Problems to work on ▸
- a) Decide whether each statement below agrees with the committee minutes: (i) the meeting convened in Room 326 of Stewart Center; (ii) the Committee took action on the FY22 audited financial statements; (iii) Purdue's net position as of June 30, 2013, was $6.25 billion. Answer yes or no for each, quoting the exact words of the minutes that decide it.
- b) According to the committee minutes, what drove the $154 million increase in net position?
- c) Rewrite the committee minutes from "At the request" to "information is available.", replacing "balance sheet" with "statement of net position".

Text for analysis ▸
○ ○ ○

PURDUE UNIVERSITY BOARD OF TRUSTEES
AUDIT AND ENTERPRISE RISK COMMITTEE
DECEMBER 2, 2022 | MINUTES

A meeting of the Audit and Enterprise Risk Committee of the Board of Trustees convened at 10:03 a.m. Friday, December 2, 2022, in Room 326 of Stewart Center on the campus of Purdue University in West Lafayette, Indiana.

All members of the Committee were present: Vanessa Castagna, chair; JoAnn Brouillette; and Theresa Carter. All other trustees were present: Sonny Beck; Michael Berghoff; Malcolm DeKryger; Mark Gee; Michael Klipsch; Gary Lehman; and Shawn Taylor.

Officers and administrators in attendance were: Mitch Daniels, president; Jay Akridge, provost and executive vice president for academic affairs and diversity; Chris Ruhl, chief financial officer and treasurer; Eva Nodine, senior vice president, assistant treasurer, and assistant secretary; Steve Schultz, general counsel; Cindy Ream, corporate secretary and senior executive assistant to the Board; Ron Elsenbaumer, chancellor, Purdue University Fort Wayne; and Tom Keon, chancellor, Purdue University Northwest.

I. REVIEW OF FY22 AUDITED FINANCIAL STATEMENTS

At the request of Treasurer Ruhl, Kathy Thomason, comptroller, began by sharing the only significant FY24 governmental audit standard was related to the IT software agreements. Those agreements that used to be expensed will now be looked at for the entire life of the agreement, calculate what the liability is and book that liability on the balance sheet. She stated it is merely a change in the accounting method. She mentioned that Governmental Accounting Standards Board (GASB) has a couple of projects coming in the next four or five years, revenue recognition and their change in reporting standards for the entire financial statement. GASB is still in deliberation and not a lot of information is available.

Ms. Thomason provided a review of the FY22 audited financial statements noting a continued positive trend with an increase of $154 million in net position driven by increased revenue in excess of increased expenses. Ms. Thomason stated that the results include all campuses, West Lafayette, Northwest, Fort Wayne as well as our blended component units Purdue Applied Research Institute and Purdue Global. She provided a summary statement of Revenues, Expenses and Change in Net Position which showed an End of Year, Net position of $6.25 billion. Ms. Thomason shared that as of June 30, 2013, the Net position for Purdue University was $3.8 billion and as of June 30, 2022, the Net position was $6.25 billion showing an increase of 64% in that time period. She commented that this was a testament to the leadership and the financial stability of the University. A copy of the presentation and supporting material was filed with the minutes. No Committee action was required.

○ ○ ○

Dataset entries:
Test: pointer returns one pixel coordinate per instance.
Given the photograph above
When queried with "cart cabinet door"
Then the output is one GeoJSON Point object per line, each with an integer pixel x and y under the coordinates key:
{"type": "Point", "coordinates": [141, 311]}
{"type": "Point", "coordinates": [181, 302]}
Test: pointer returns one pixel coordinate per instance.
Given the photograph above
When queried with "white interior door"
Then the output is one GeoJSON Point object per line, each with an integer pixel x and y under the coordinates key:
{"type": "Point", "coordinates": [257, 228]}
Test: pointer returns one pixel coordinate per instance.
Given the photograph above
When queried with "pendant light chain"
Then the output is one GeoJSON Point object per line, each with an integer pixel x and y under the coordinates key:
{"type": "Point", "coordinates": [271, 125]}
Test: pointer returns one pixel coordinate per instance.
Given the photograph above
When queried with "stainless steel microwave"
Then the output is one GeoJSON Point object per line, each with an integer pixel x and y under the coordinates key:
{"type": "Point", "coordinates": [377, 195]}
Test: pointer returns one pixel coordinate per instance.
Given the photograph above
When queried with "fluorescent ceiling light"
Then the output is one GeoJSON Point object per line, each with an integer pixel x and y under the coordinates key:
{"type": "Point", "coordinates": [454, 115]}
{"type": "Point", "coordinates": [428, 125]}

○ ○ ○

Activity answers ▸
- a)
(i) Yes: "in Room 326 of Stewart Center on the campus of Purdue University in West Lafayette, Indiana."
(ii) No: "No Committee action was required."
(iii) No: "as of June 30, 2013, the Net position for Purdue University was $3.8 billion"

- b) Increased revenue in excess of increased expenses.

- c)
At the request of Treasurer Ruhl, Kathy Thomason, comptroller, began by sharing the only significant FY24 governmental audit standard was related to the IT software agreements. Those agreements that used to be expensed will now be looked at for the entire life of the agreement, calculate what the liability is and book that liability on the statement of net position. She stated it is merely a change in the accounting method. She mentioned that Governmental Accounting Standards Board (GASB) has a couple of projects coming in the next four or five years, revenue recognition and their change in reporting standards for the entire financial statement. GASB is still in deliberation and not a lot of information is available.